EXTRACT PROVIDED
This article is more than 9 years old.

What do baseball’s Curt Schilling, boxing’s Mike Tyson, football’s Bernie Kosar and basketball’s Allen Iverson have in common? In addition to being highly-regarded athletes at the pinnacle of their respective sports, they all made and lost fortunes. And, they’re far from alone. Regrettably, it’s all too common for superstar athletes to earn millions and millions of dollars from their contracts and the attendant business and merchandising opportunities only to have their wealth vanish irrevocably.

According the Hannah Shaw Grove, an expert on the high-net-worth and the author of Fame & Fortune: Maximizing Celebrity Wealth, “We’ve conducted extensive research with elite athletes to understand their unique financial issues and there are three key reasons why they can go from top earners to flat broke in a very short timeframe: overspending, poor and exploitive financial advice, and an insidious combination of the two.”

The reason that attracts the most attention from the media and fans is overspending. What at first can seem like a never-ending supply of money, coupled with pride in personal accomplishment and a desire to enjoy life to the fullest, can lead to over extending oneself on cars, jewelry, houses and other highly-visible and highly-coveted symbols of wealth. Overspending by itself, however, is actually not the primary reason why the majority of professional athletes lose significant wealth.

Another reason is unsound or intentionally deceptive financial advice. “We spend a lot of time and effort helping athletes correct financial mistakes and then setting them on the right track to financial stability and wealth maximization,” explains Robert A. Raiola, an international tax and advanced planning authority at CPA firm O’Connor Davies.

Raiola, who is also known as @SportsTaxMan by his 34,000 followers on Twitter, goes on to say: “Bad advice is the precursor to many of the financial problems that plague high-earning athletes. Sometimes it’s unintentional, a case where the advisor is just out of his or her depth, but more often than not we find that the advice that’s been given was done to benefit the advisor rather than the athlete. It’s no surprise that many athletes and their families do not have the expertise or wherewithal to evaluate financial professionals, so unfortunately there’s a number of ethically-challenged advisors who are hoping to exploit them for personal gain.”

YOUR GOAL
Could you continue the article on why star athletes lose their fortunes, picking up right after "hoping to exploit them for personal gain."? The listing has nothing to do with the article on why star athletes lose their fortunes.

GIVEN INFORMATION
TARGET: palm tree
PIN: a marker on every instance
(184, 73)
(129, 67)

WRITTEN ANSWER
Obtaining life insurance, for example, is one area where star athletes are repeatedly swindled. “While life insurance can play an important role in creating a secure financial future for an athlete and his family, the type and structure of the policies must match the needs and situation,” asserts Raiola. “Far too often we find that our clients have seriously overpaid for what they got and we are almost always able to get them superior coverage at lower costs through strategic relationships.”

The third reason behind rapid wealth dissipation is the predictable result of unbridled expenditures in combination with unsound financial advice. “Beyond drugs and other forms of addiction, there are so many ways to derail or take advantage of high-performing athletes with lucrative contracts,” says Grove. “Huge personal entourages and greedy agents and business managers can make a serious dent in wealth, especially when they start pitching investment opportunities. For every success story, there are thousands of sad endings that could’ve been avoided with the proper due diligence.”

Harebrained investment schemes aside, Grove indicates that “most athletes are unprepared and unprotected for the plethora of criminal and civil charges that accompany life in the public eye. With some advanced planning expertise and a trustworthy team of attorneys and accountants, most athletes can prevent the messy, costly lawsuits and divorces that destroy so many public figures.”